• _Consigna escrita A_:
Responde según el fragmento sobre la ciencia en la educación liberal:
(i) ¿Qué triunfos sensacionales representan la ciencia para el lector de periódicos corriente?
(ii) ¿Qué se deriva de la ciencia y es, según el texto, una razón más que suficiente para incitar a la investigación científica?
(iii) ¿De qué se ocupará especialmente el autor entre las razones adicionales?

Bertrand Russell. El filósofo de la felicidad

 


Rodrigo Córdoba Sanz. Psicólogo Psicoterapeuta Psicoanalista Humanista Teléfono: 653 379 269 Website: Conóceme      Instagram: @psicoletrazaragoza

Bertrand Russell: El lugar de la ciencia en la educación liberal


I
Para el lector de periódicos corriente la ciencia está representada por una selección variable de triunfos sensacionales, como la telegrafía sin cables y los aeroplanos, la radiactividad y las maravillas de la alquimia moderna. No es de este aspecto de la ciencia del que quiero hablar. La ciencia en este sentido, consiste en fragmentos sueltos puestos al día, que sólo interesan hasta que algo más nuevo y más moderno los sustituye, sin exhibir nada de los sistemas de conocimiento pacientemente edificados de los que, casi como un incidente casual, han surgido los resultados útiles y prácticos que le interesan al hombre de la calle. El imperio creciente sobre las fuerzas de la naturaleza que se deriva de la ciencia es sin duda una razón más que suficiente para incitar a la investigación científica, pero se ha recurrido tan frecuentemente a ella y es tan fácil de apreciar que pueden pasarse por alto otras razones, para mí igual de importantes. De estas razones adicionales, y especialmente del valor intrínseco de un hábito mental científico para formar nuestro concepto del mundo, me ocuparé a continuación.

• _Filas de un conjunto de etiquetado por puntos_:
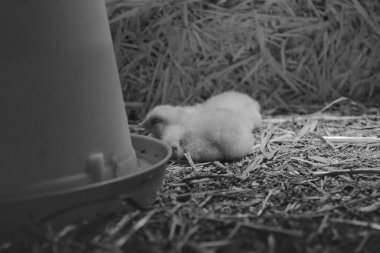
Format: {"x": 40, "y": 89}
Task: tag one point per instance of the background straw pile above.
{"x": 280, "y": 52}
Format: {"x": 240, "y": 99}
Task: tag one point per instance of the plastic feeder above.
{"x": 66, "y": 151}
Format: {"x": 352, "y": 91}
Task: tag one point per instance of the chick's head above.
{"x": 158, "y": 119}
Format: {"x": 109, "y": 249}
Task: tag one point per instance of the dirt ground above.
{"x": 302, "y": 190}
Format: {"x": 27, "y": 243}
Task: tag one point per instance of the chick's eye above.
{"x": 155, "y": 121}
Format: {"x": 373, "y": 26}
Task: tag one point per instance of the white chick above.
{"x": 239, "y": 103}
{"x": 206, "y": 134}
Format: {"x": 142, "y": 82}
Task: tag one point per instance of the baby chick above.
{"x": 207, "y": 134}
{"x": 239, "y": 103}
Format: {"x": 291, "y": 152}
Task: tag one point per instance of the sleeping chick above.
{"x": 240, "y": 103}
{"x": 206, "y": 134}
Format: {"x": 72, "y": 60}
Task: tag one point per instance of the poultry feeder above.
{"x": 66, "y": 151}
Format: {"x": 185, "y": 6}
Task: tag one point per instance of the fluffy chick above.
{"x": 239, "y": 103}
{"x": 206, "y": 134}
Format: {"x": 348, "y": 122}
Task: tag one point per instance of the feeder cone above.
{"x": 63, "y": 119}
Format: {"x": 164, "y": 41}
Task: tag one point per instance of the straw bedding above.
{"x": 303, "y": 189}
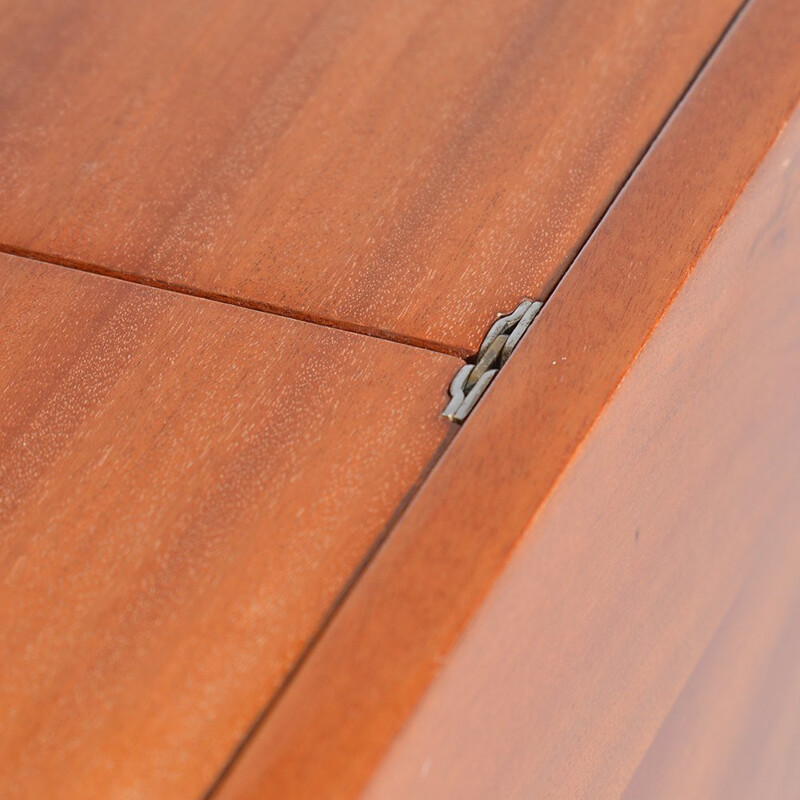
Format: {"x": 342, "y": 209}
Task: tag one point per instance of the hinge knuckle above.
{"x": 472, "y": 380}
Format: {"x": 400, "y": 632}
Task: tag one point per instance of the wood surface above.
{"x": 367, "y": 672}
{"x": 734, "y": 732}
{"x": 405, "y": 169}
{"x": 645, "y": 633}
{"x": 185, "y": 489}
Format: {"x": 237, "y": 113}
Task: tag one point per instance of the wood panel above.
{"x": 734, "y": 732}
{"x": 401, "y": 168}
{"x": 368, "y": 671}
{"x": 674, "y": 531}
{"x": 185, "y": 488}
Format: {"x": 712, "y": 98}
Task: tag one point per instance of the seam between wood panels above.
{"x": 252, "y": 305}
{"x": 382, "y": 538}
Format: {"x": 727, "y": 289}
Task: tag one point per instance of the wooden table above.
{"x": 246, "y": 247}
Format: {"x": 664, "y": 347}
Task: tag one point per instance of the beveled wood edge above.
{"x": 381, "y": 650}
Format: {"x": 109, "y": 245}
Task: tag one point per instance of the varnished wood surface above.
{"x": 645, "y": 633}
{"x": 734, "y": 732}
{"x": 400, "y": 168}
{"x": 185, "y": 488}
{"x": 346, "y": 704}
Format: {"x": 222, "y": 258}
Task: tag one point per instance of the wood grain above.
{"x": 657, "y": 587}
{"x": 733, "y": 733}
{"x": 185, "y": 488}
{"x": 368, "y": 671}
{"x": 406, "y": 169}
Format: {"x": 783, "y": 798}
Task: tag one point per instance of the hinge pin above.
{"x": 472, "y": 380}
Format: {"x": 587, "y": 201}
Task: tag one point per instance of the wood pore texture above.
{"x": 646, "y": 629}
{"x": 402, "y": 168}
{"x": 185, "y": 488}
{"x": 247, "y": 246}
{"x": 367, "y": 673}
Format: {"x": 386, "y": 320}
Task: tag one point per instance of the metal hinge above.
{"x": 472, "y": 380}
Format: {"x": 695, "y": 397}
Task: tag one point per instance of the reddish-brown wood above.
{"x": 400, "y": 168}
{"x": 185, "y": 488}
{"x": 367, "y": 672}
{"x": 684, "y": 492}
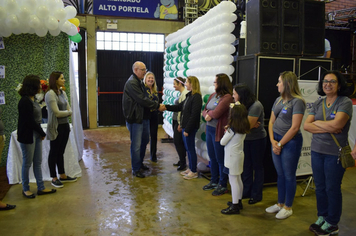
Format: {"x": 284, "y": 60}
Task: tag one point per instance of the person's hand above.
{"x": 257, "y": 125}
{"x": 162, "y": 107}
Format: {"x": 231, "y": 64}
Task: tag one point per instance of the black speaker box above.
{"x": 313, "y": 28}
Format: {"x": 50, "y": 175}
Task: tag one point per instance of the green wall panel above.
{"x": 26, "y": 54}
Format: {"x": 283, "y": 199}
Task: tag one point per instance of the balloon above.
{"x": 76, "y": 38}
{"x": 71, "y": 12}
{"x": 55, "y": 32}
{"x": 42, "y": 12}
{"x": 65, "y": 27}
{"x": 34, "y": 22}
{"x": 41, "y": 31}
{"x": 51, "y": 23}
{"x": 60, "y": 14}
{"x": 73, "y": 30}
{"x": 74, "y": 21}
{"x": 12, "y": 21}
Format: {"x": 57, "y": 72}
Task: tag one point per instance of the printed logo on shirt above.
{"x": 284, "y": 110}
{"x": 332, "y": 115}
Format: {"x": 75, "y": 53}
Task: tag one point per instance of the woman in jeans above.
{"x": 30, "y": 135}
{"x": 327, "y": 170}
{"x": 286, "y": 141}
{"x": 216, "y": 114}
{"x": 57, "y": 128}
{"x": 190, "y": 116}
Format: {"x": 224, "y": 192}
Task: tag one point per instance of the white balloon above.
{"x": 42, "y": 12}
{"x": 55, "y": 32}
{"x": 60, "y": 14}
{"x": 12, "y": 21}
{"x": 34, "y": 21}
{"x": 51, "y": 23}
{"x": 71, "y": 12}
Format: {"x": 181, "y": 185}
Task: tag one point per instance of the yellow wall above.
{"x": 93, "y": 24}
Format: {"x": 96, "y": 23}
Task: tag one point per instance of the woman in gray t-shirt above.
{"x": 286, "y": 141}
{"x": 327, "y": 169}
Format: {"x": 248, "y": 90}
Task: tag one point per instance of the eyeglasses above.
{"x": 329, "y": 81}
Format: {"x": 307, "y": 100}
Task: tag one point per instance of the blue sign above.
{"x": 159, "y": 9}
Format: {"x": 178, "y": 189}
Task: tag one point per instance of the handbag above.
{"x": 344, "y": 152}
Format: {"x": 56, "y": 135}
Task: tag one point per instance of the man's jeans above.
{"x": 139, "y": 136}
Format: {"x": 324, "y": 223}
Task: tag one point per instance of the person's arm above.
{"x": 227, "y": 137}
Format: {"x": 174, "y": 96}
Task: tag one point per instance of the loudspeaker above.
{"x": 313, "y": 28}
{"x": 263, "y": 31}
{"x": 291, "y": 30}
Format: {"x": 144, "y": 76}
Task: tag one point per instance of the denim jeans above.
{"x": 253, "y": 174}
{"x": 139, "y": 136}
{"x": 32, "y": 153}
{"x": 328, "y": 174}
{"x": 189, "y": 143}
{"x": 286, "y": 166}
{"x": 216, "y": 155}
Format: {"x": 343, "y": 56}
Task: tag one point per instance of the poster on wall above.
{"x": 2, "y": 72}
{"x": 2, "y": 98}
{"x": 310, "y": 95}
{"x": 158, "y": 9}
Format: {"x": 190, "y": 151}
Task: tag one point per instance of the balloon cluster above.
{"x": 39, "y": 17}
{"x": 202, "y": 49}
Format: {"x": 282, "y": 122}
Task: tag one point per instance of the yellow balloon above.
{"x": 74, "y": 21}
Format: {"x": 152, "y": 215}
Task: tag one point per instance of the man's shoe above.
{"x": 138, "y": 174}
{"x": 210, "y": 186}
{"x": 144, "y": 167}
{"x": 253, "y": 201}
{"x": 329, "y": 230}
{"x": 57, "y": 183}
{"x": 41, "y": 192}
{"x": 176, "y": 164}
{"x": 220, "y": 190}
{"x": 68, "y": 179}
{"x": 238, "y": 204}
{"x": 182, "y": 167}
{"x": 233, "y": 209}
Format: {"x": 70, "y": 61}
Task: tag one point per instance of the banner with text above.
{"x": 159, "y": 9}
{"x": 310, "y": 95}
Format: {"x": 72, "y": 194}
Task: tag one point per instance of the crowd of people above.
{"x": 236, "y": 138}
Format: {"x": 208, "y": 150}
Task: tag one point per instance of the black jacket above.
{"x": 191, "y": 111}
{"x": 135, "y": 100}
{"x": 26, "y": 123}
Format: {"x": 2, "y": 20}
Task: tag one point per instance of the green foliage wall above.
{"x": 26, "y": 54}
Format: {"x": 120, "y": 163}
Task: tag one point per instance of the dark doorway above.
{"x": 114, "y": 68}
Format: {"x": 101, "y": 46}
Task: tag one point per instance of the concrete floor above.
{"x": 108, "y": 200}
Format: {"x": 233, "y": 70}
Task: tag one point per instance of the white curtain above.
{"x": 76, "y": 117}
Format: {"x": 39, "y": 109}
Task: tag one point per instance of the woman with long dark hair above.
{"x": 254, "y": 144}
{"x": 216, "y": 114}
{"x": 30, "y": 135}
{"x": 57, "y": 128}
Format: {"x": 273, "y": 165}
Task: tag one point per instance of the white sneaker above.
{"x": 284, "y": 214}
{"x": 187, "y": 171}
{"x": 273, "y": 209}
{"x": 191, "y": 175}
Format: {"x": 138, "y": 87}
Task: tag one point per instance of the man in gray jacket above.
{"x": 134, "y": 102}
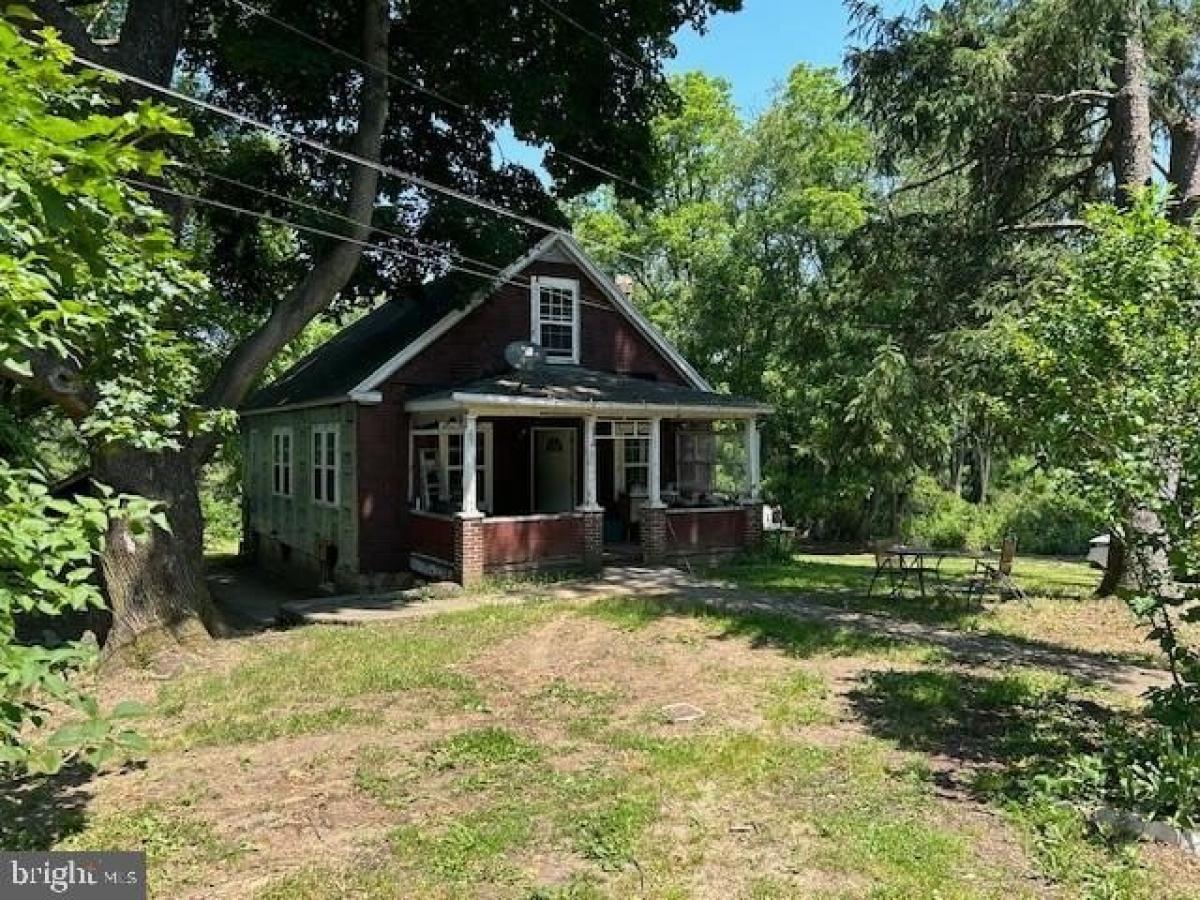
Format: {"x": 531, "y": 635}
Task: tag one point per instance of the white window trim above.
{"x": 277, "y": 463}
{"x": 319, "y": 468}
{"x": 444, "y": 431}
{"x": 535, "y": 285}
{"x": 682, "y": 437}
{"x": 633, "y": 431}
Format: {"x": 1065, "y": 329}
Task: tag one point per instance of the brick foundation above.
{"x": 654, "y": 533}
{"x": 593, "y": 539}
{"x": 468, "y": 550}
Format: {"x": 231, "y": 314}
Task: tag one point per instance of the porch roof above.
{"x": 574, "y": 389}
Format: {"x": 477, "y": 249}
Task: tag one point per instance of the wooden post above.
{"x": 469, "y": 442}
{"x": 654, "y": 489}
{"x": 751, "y": 450}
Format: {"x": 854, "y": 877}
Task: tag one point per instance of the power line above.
{"x": 418, "y": 87}
{"x": 311, "y": 229}
{"x": 383, "y": 168}
{"x": 555, "y": 11}
{"x": 331, "y": 214}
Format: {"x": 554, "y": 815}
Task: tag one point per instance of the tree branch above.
{"x": 1089, "y": 97}
{"x": 52, "y": 379}
{"x": 334, "y": 270}
{"x": 149, "y": 42}
{"x": 1059, "y": 225}
{"x": 933, "y": 179}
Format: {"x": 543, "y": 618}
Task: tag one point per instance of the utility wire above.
{"x": 391, "y": 171}
{"x": 321, "y": 210}
{"x": 418, "y": 87}
{"x": 555, "y": 11}
{"x": 311, "y": 229}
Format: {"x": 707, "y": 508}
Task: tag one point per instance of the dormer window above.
{"x": 556, "y": 318}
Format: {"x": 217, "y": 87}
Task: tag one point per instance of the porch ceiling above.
{"x": 561, "y": 389}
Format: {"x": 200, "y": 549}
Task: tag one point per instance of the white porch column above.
{"x": 750, "y": 437}
{"x": 654, "y": 489}
{"x": 589, "y": 463}
{"x": 469, "y": 442}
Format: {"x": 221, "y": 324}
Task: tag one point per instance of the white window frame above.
{"x": 633, "y": 431}
{"x": 484, "y": 467}
{"x": 319, "y": 468}
{"x": 282, "y": 469}
{"x": 535, "y": 285}
{"x": 683, "y": 437}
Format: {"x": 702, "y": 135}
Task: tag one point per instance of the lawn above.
{"x": 1061, "y": 610}
{"x": 531, "y": 751}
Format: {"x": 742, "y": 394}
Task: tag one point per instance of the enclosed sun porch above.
{"x": 571, "y": 468}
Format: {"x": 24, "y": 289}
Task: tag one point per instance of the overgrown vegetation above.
{"x": 820, "y": 768}
{"x": 85, "y": 271}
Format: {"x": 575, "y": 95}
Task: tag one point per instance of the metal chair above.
{"x": 885, "y": 561}
{"x": 996, "y": 574}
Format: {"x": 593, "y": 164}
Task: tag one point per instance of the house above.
{"x": 541, "y": 421}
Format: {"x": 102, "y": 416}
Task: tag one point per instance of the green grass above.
{"x": 472, "y": 846}
{"x": 564, "y": 781}
{"x": 850, "y": 574}
{"x": 181, "y": 849}
{"x": 484, "y": 747}
{"x": 798, "y": 700}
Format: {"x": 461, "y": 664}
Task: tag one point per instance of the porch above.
{"x": 501, "y": 483}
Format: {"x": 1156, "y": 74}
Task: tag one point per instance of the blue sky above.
{"x": 755, "y": 49}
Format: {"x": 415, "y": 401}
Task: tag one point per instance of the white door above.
{"x": 553, "y": 469}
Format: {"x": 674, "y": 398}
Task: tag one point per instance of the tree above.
{"x": 89, "y": 275}
{"x": 745, "y": 241}
{"x": 1128, "y": 306}
{"x": 1033, "y": 109}
{"x": 552, "y": 82}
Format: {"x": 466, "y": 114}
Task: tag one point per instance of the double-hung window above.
{"x": 556, "y": 318}
{"x": 696, "y": 461}
{"x": 324, "y": 463}
{"x": 436, "y": 455}
{"x": 281, "y": 462}
{"x": 633, "y": 457}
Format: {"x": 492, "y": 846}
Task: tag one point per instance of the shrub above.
{"x": 1152, "y": 769}
{"x": 1039, "y": 510}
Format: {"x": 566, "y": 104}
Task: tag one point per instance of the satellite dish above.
{"x": 523, "y": 354}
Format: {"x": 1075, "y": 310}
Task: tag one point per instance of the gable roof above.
{"x": 561, "y": 385}
{"x": 358, "y": 360}
{"x": 330, "y": 373}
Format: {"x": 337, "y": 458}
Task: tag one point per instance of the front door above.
{"x": 553, "y": 469}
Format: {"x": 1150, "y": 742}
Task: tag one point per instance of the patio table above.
{"x": 918, "y": 562}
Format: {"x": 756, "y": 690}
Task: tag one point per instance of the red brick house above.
{"x": 541, "y": 421}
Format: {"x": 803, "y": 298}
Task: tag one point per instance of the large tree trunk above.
{"x": 1133, "y": 147}
{"x": 1115, "y": 568}
{"x": 156, "y": 588}
{"x": 1133, "y": 160}
{"x": 156, "y": 585}
{"x": 1185, "y": 168}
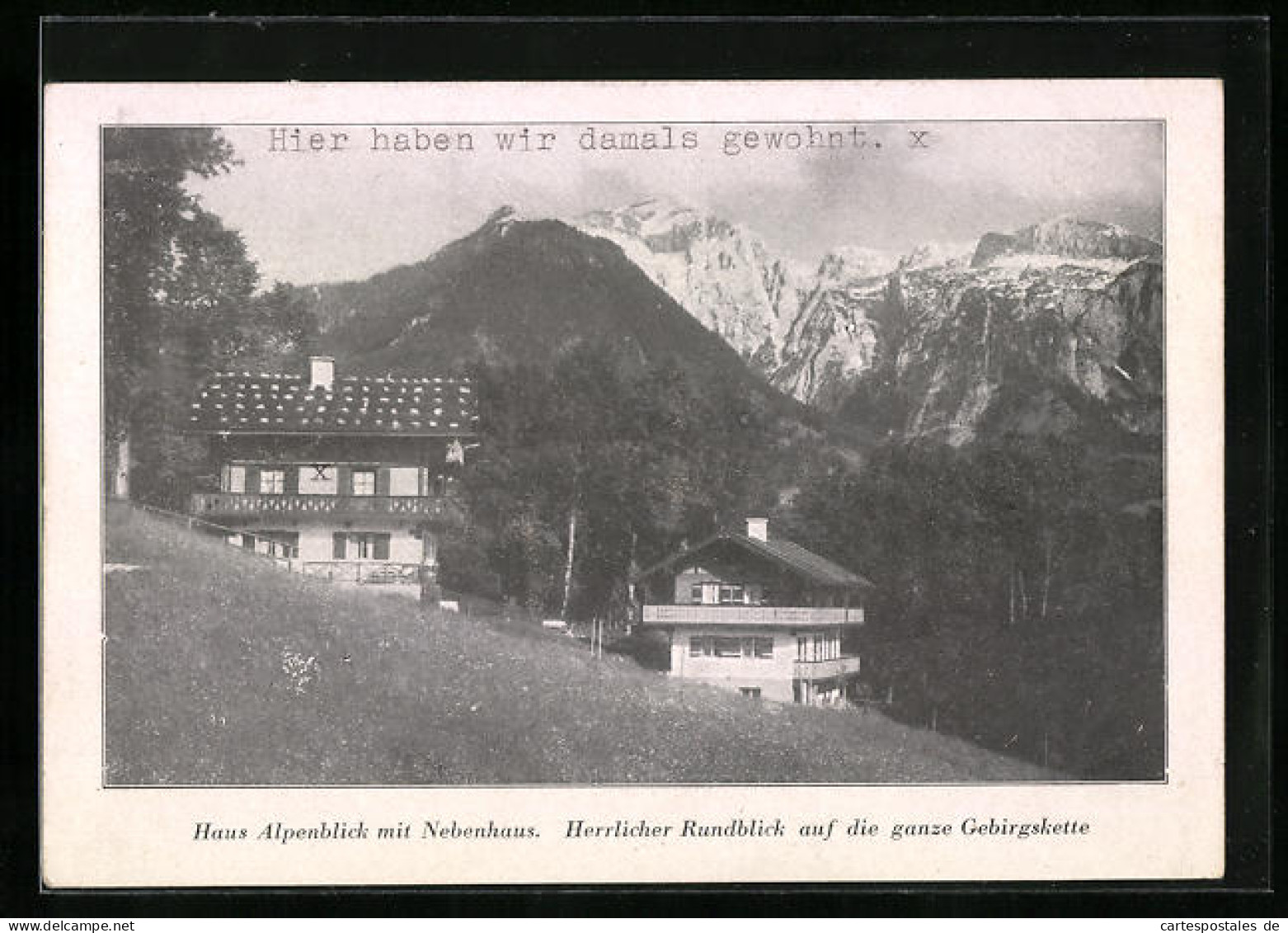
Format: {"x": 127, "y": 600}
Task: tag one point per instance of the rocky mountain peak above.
{"x": 1067, "y": 238}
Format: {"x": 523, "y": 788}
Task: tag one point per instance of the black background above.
{"x": 499, "y": 48}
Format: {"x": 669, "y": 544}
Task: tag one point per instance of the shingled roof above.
{"x": 788, "y": 554}
{"x": 284, "y": 403}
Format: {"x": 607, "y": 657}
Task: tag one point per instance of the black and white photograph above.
{"x": 629, "y": 453}
{"x": 684, "y": 459}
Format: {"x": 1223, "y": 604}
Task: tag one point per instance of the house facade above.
{"x": 350, "y": 478}
{"x": 759, "y": 615}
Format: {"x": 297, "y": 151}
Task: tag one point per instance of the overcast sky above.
{"x": 352, "y": 211}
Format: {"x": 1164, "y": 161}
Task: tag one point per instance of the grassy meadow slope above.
{"x": 223, "y": 669}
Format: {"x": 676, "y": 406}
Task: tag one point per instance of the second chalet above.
{"x": 760, "y": 615}
{"x": 350, "y": 478}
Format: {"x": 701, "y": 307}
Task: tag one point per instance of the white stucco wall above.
{"x": 773, "y": 676}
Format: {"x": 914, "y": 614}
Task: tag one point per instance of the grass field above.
{"x": 222, "y": 669}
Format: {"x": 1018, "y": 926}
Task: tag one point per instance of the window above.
{"x": 280, "y": 543}
{"x": 366, "y": 545}
{"x": 317, "y": 479}
{"x": 726, "y": 647}
{"x": 272, "y": 481}
{"x": 731, "y": 594}
{"x": 364, "y": 483}
{"x": 405, "y": 481}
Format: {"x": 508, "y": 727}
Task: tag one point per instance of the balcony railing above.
{"x": 294, "y": 504}
{"x": 822, "y": 671}
{"x": 751, "y": 615}
{"x": 373, "y": 573}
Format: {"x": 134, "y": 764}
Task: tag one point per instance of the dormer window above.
{"x": 364, "y": 483}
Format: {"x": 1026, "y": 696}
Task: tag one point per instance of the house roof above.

• _Consigna escrita B_:
¿Qué filas de arriba contienen la palabra "wall"? Localízalas todas y cópialas.

• _Resultado obtenido A_:
(i) La telegrafía sin cables, los aeroplanos, la radiactividad y las maravillas de la alquimia moderna.
(ii) El imperio creciente sobre las fuerzas de la naturaleza.
(iii) Del valor intrínseco de un hábito mental científico para formar nuestro concepto del mundo.

• _Resultado obtenido B_:
Task: tag one point per instance of the green wall panel above.
Task: tag one point per instance of the yellow wall above.
Task: tag one point per instance of the poster on wall above.
Task: tag one point per instance of the green foliage wall above.
Task: tag one point per instance of the white stucco wall above.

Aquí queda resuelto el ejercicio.